# TASK DIRECTIONS
Copy the following material word for word, from start to finish, leaving out the pictures.

* Begin PROVIDED DATA *

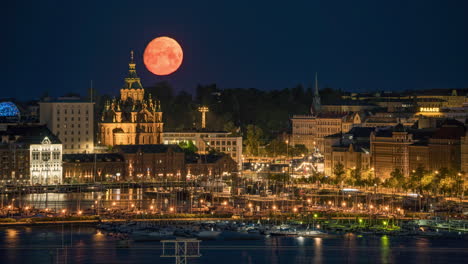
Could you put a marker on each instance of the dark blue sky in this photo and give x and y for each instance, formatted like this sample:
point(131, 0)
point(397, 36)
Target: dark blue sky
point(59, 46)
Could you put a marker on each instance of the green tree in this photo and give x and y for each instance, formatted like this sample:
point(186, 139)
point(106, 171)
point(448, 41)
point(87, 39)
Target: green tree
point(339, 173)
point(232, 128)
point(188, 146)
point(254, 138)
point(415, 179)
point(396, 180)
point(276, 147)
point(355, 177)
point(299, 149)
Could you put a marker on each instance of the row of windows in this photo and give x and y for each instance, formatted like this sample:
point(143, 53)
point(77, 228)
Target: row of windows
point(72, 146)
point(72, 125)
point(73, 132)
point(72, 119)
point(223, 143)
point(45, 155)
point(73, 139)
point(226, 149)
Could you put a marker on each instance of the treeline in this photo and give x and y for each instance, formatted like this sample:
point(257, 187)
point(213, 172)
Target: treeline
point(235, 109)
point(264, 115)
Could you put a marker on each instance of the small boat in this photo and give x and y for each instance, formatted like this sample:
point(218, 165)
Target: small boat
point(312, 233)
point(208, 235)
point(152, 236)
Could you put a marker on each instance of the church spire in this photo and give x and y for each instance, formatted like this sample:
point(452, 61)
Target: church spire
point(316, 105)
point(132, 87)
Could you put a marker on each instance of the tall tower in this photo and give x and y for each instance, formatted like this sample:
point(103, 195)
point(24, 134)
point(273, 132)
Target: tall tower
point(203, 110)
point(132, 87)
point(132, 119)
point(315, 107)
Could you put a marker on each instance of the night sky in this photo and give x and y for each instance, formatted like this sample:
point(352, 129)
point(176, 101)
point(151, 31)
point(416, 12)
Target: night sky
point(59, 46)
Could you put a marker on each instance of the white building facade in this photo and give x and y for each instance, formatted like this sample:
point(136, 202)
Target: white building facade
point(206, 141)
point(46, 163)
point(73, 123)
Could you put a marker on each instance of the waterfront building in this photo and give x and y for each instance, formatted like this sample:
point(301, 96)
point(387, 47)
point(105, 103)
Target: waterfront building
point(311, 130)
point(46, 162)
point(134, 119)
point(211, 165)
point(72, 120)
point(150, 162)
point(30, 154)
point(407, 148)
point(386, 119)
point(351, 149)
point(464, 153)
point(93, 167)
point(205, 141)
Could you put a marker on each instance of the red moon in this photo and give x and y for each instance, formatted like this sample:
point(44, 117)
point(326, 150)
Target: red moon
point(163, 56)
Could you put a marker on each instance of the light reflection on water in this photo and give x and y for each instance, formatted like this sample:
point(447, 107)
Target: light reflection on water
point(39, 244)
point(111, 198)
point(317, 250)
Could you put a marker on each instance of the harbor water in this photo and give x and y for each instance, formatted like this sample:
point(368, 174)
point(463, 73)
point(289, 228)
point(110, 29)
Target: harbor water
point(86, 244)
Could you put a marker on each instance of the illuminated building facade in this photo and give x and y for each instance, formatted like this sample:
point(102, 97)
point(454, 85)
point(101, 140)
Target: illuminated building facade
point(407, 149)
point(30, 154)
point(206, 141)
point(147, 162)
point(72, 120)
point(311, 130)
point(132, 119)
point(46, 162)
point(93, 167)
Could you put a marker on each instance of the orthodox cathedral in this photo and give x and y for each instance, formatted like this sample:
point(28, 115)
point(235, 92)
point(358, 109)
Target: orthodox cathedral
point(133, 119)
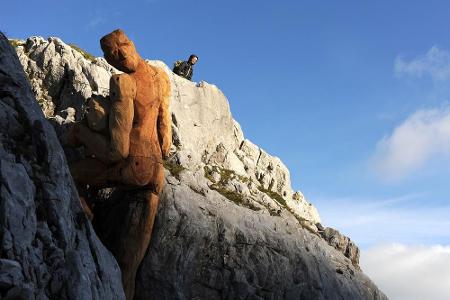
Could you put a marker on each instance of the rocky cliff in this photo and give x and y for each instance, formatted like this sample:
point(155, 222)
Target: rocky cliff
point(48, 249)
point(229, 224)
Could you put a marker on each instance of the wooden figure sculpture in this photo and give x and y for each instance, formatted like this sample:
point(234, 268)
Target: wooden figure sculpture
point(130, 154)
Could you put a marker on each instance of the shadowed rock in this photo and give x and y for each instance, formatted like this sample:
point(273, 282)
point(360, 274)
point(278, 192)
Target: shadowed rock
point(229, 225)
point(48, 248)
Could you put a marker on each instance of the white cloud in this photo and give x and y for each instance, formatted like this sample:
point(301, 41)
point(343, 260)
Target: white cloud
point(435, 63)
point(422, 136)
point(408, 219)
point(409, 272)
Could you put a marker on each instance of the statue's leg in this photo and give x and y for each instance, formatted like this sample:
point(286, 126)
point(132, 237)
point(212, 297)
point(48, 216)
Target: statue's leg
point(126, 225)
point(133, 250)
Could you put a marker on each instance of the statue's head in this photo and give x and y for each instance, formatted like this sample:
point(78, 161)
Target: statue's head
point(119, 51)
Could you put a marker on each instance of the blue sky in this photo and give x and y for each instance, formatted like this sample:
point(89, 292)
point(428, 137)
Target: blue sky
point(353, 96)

* End PROVIDED DATA *

# RESPONSE BELOW
Could you put a marker on each instance of the dark blue sky in this photo and give x and y for each instance, formatted like this sample:
point(131, 0)
point(397, 36)
Target: dark blue sky
point(59, 46)
Could you put a marker on each instance of the green tree in this photo and give x and y for each instance, formatted like this sample:
point(186, 139)
point(106, 171)
point(448, 41)
point(87, 39)
Target: green tree
point(339, 173)
point(232, 128)
point(188, 146)
point(254, 138)
point(415, 179)
point(396, 180)
point(276, 147)
point(355, 177)
point(299, 149)
Could you put a marker on each instance of the row of windows in this photo and give x and y for each instance, formatted like this sample:
point(143, 53)
point(77, 228)
Target: row of windows
point(72, 146)
point(72, 125)
point(73, 132)
point(72, 119)
point(223, 143)
point(45, 155)
point(73, 139)
point(226, 149)
Could you put a marker on each instance of the treeline in this photo and give x and y for each instance, formatted like this sample:
point(257, 187)
point(213, 172)
Target: treeline
point(235, 109)
point(264, 115)
Could you put a marker on each instance of the small boat in this photo and give x and y for each instance, formatted like this sample:
point(218, 165)
Target: small boat
point(312, 233)
point(208, 235)
point(152, 236)
Could you put a marker on each instance of the church spire in this photo and give x and y for each instance, formatted like this sample:
point(452, 61)
Target: church spire
point(316, 105)
point(132, 87)
Could you put a marker on each instance of the tall tower in this photo and give x and y for each instance, formatted like this sample:
point(103, 195)
point(24, 134)
point(273, 132)
Target: tall tower
point(203, 110)
point(132, 87)
point(132, 119)
point(315, 107)
Could you put a marker on each instance of the night sky in this photo and give x and y for each instance, formatted like this sample:
point(352, 129)
point(176, 101)
point(151, 31)
point(416, 12)
Target: night sky
point(59, 46)
Could you put a marker on each instance of the white building facade in this photo and give x and y for each instance, formatted like this sample:
point(136, 202)
Target: white building facade
point(206, 141)
point(46, 163)
point(73, 123)
Could you put a marker on each instance of the waterfront building in this photo and give x and y for each instance, formatted like this sample:
point(301, 96)
point(387, 47)
point(105, 103)
Target: waterfront building
point(311, 130)
point(46, 162)
point(134, 119)
point(211, 165)
point(72, 120)
point(150, 162)
point(30, 154)
point(407, 148)
point(386, 119)
point(351, 149)
point(464, 153)
point(93, 167)
point(205, 141)
Could you put a marker on each instance of the red moon in this photo and give x and y for each instance, formatted like this sample:
point(44, 117)
point(326, 150)
Target: red moon
point(163, 56)
Could you put a marker on each instance of the light reflection on water in this photo and give x and y for each instance, formatted like this sample:
point(447, 107)
Target: light reflection on water
point(39, 244)
point(111, 198)
point(317, 250)
Could you put a marker on each instance of the harbor water in this photo and give x and y for each instance, formatted like this sample:
point(368, 174)
point(463, 73)
point(289, 228)
point(110, 29)
Target: harbor water
point(86, 244)
Could you put a marker on each instance of the illuminated building facade in this photo and give x and y for each instance, formatted like this sample:
point(102, 97)
point(454, 85)
point(101, 140)
Target: illuminated building facade
point(407, 149)
point(30, 154)
point(206, 141)
point(147, 162)
point(72, 120)
point(311, 130)
point(132, 119)
point(46, 162)
point(93, 167)
Could you put a marker on each instance of the orthodox cathedral in this photo and give x and y for each instance, formatted like this sample:
point(28, 115)
point(235, 92)
point(358, 109)
Target: orthodox cathedral
point(133, 119)
Could you put a marker on each instance of the rocky cliff in this photo and give x and y for each instance, formatted like this sample:
point(155, 222)
Target: rocky cliff
point(48, 249)
point(229, 224)
Could you put a marker on each instance of the wooden figure sculpture in this photo and give x and y for each instance, formatted like this sample:
point(234, 268)
Target: wooden figure sculpture
point(130, 154)
Could you put a marker on each instance of the shadowed rock in this photo and give x and y for each instance, formatted like this sample:
point(273, 282)
point(360, 274)
point(278, 192)
Target: shadowed rock
point(229, 225)
point(48, 248)
Could you put a marker on each instance of the white cloud in this photo and give x and y for each instance, formatted like this sample:
point(301, 41)
point(343, 260)
Target: white cloud
point(435, 63)
point(422, 136)
point(408, 219)
point(409, 272)
Could you put a marker on each instance of the statue's leg in this photo and give x and y for each instance, formatted like this sample:
point(286, 126)
point(132, 237)
point(212, 297)
point(48, 216)
Target: statue's leg
point(126, 225)
point(133, 250)
Could you put a marker on each instance of the statue's head in this photo and give x and y for each instance, formatted like this sample:
point(78, 161)
Target: statue's head
point(119, 51)
Could you put a marker on each instance of the blue sky in this photo and give x and y for each instance, formatted like this sample:
point(89, 292)
point(428, 137)
Target: blue sky
point(353, 96)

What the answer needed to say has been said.